» PETUNJUK PENGERJAAN
Perbarui bagian teks sumber yang dimulai dengan "Menurut Ketua Komite" dan berlanjut hingga "25 September 1969.", lalu ganti "Organisasi Konferensi Islam" dengan "Organisasi Kerja Sama Islam".

» TEKS SUMBER

TRAVEL NEWS
Mengenang Andil 5 Pemahat Jepara Bangun Mihrab Bersejarah Masjid Al Aqsha

53 tahun lalu sebuah tragedi terjadi di masjid Al Aqsha. Lima pemahat Jepara memiliki andil dalam mambngun kembali mihrab bersejarah yang turut terbakar.
Tragedi di masjid Al Aqsha itu terjadi pada 21 Agustus 1969. Waktu itu, masjid Al Aqsha yang berada di bawah pendudukan Israel, dibakar oleh seorang turis Australia bernama Denis Michael Rohan. Peristiwa pilu tersebut menyebabkan banyak peninggalan bersejarah Islam hangus terbakar. Salah satunya, mimbar Nuruddin Zanki, yang merupakan peninggalan Sholahudin Al Ayyubi pada tahun 1187.
Menurut Ketua Komite Nasional untuk Rakyat Palestina Suripto ada kontribusi Indonesia dalam merespons kejadian tersebut. Antara lain, mendorong negara-negara yang mayoritas penduduknya muslim untuk membentuk Organisasi Konferensi Islam (OKI) pada tanggal 25 September 1969.
Dengan melibatkan 24 negara muslim di seluruh dunia, termasuk Indonesia, agenda awal OKI adalah adalah merenovasi masjid yang telah rusak akibat insiden tersebut.
"Selain memobilisasi negara-negara lain hingga terbentuknya OKI, Indonesia pun turut berkontribusi dalam pembuatan replika mimbar Nuruddin Zanki yang dikenal juga dengan sebutan mimbar Sholahuddin," kata Suripto dalam rilis kepada detikTravel, Kamis (25/8/2022).
"Setelah 38 tahun usai pembakaran, replika mimbar itu diletakkan di dalam masjid Al-Aqsha. Pembuatan replika mimbar ini diinisiasi oleh Kerajaan Yordania. Dari Indonesia terpilih lima pemahat asal Jepara untuk membantu proyek membuat kembali mimbar bersejarah tersebut. Mereka adalah Abdul Mutholib, Zaenal Arifin, Ali Ridho, Sarmidi dan Mustafid Dinul Aziz," dia menambahkan.

» DATA HASIL EKSTRAKSI
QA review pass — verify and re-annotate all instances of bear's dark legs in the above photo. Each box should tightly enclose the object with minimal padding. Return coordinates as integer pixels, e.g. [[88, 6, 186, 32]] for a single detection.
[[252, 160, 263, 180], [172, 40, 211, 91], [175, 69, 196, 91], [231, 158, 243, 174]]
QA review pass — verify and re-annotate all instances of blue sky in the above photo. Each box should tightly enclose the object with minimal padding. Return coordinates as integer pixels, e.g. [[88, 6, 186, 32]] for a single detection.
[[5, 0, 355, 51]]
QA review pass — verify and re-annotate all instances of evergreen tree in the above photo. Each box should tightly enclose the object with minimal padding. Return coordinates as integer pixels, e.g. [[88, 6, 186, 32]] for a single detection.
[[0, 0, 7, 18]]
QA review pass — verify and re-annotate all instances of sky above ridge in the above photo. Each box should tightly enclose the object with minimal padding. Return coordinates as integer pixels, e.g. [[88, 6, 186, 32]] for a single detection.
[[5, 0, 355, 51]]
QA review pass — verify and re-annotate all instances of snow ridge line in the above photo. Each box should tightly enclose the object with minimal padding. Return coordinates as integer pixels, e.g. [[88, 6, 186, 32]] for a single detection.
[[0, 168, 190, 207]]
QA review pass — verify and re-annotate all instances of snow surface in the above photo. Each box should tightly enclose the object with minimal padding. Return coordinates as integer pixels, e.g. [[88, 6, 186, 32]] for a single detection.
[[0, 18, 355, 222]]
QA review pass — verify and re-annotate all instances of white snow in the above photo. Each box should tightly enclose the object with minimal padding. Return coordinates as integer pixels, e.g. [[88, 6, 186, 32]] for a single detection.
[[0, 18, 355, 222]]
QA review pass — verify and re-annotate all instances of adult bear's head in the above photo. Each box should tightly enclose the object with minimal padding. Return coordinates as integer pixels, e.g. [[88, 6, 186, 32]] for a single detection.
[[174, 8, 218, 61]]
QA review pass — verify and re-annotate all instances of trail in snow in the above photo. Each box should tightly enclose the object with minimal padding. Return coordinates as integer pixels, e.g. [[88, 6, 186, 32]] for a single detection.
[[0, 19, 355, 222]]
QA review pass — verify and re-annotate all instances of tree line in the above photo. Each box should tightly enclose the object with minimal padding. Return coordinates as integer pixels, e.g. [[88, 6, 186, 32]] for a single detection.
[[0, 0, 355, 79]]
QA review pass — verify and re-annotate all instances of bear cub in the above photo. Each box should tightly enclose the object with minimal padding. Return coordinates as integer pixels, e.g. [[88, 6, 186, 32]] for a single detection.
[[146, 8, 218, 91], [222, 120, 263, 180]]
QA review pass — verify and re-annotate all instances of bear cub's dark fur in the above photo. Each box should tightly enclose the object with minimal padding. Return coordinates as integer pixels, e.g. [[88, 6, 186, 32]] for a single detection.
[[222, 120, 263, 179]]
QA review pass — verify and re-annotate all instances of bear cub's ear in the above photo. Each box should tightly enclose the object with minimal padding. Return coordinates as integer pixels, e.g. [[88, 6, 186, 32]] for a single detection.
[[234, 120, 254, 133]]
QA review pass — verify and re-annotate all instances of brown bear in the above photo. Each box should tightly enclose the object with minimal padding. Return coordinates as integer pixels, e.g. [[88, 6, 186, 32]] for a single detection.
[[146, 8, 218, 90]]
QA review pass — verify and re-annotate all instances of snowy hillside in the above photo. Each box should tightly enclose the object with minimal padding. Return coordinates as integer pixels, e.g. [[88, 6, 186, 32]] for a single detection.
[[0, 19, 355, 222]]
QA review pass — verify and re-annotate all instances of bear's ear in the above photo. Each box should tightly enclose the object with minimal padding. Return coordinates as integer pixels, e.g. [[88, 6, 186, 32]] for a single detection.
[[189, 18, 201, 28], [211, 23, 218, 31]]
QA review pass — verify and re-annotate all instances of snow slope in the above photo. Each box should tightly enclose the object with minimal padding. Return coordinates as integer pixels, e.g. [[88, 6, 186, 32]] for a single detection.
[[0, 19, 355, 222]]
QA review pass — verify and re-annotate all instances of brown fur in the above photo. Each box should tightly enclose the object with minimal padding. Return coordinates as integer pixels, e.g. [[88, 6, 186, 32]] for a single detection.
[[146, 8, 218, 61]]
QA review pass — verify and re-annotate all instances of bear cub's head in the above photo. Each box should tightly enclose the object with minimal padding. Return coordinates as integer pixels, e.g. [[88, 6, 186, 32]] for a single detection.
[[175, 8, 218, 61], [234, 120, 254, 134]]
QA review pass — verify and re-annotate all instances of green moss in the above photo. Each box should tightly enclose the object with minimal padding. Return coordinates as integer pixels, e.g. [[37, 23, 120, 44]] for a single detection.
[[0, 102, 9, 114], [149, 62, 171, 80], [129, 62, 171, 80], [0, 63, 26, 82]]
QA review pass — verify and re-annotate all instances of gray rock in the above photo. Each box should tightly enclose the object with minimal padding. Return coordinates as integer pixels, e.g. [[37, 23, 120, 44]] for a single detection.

» JAWABAN TUGAS
Menurut Ketua Komite Nasional untuk Rakyat Palestina Suripto ada kontribusi Indonesia dalam merespons kejadian tersebut. Antara lain, mendorong negara-negara yang mayoritas penduduknya muslim untuk membentuk Organisasi Kerja Sama Islam (OKI) pada tanggal 25 September 1969.